# [MATERIALS PROVIDED]

<<<<

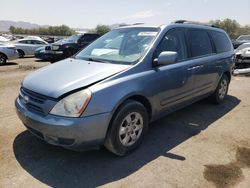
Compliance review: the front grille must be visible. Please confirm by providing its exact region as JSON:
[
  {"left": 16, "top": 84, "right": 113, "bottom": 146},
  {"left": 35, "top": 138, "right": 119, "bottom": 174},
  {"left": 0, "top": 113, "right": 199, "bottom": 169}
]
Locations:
[{"left": 19, "top": 87, "right": 55, "bottom": 115}]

>>>>

# [WRITTEN PROBLEM]
Copy every line of the records again, requests included, and multiply each bounding-box coordinate in the answers under "Locations:" by 1.85, rounding to whole numbers with halves rounded up. Leave all numbers in the requests unchanged, and omit the pictures.

# [ANSWER TO THIS EXERCISE]
Compliance review: the front grille must be visible. Please confirm by providing its exact region as JSON:
[
  {"left": 16, "top": 84, "right": 113, "bottom": 146},
  {"left": 35, "top": 138, "right": 119, "bottom": 174},
  {"left": 0, "top": 113, "right": 199, "bottom": 169}
]
Locations:
[{"left": 35, "top": 161, "right": 102, "bottom": 213}]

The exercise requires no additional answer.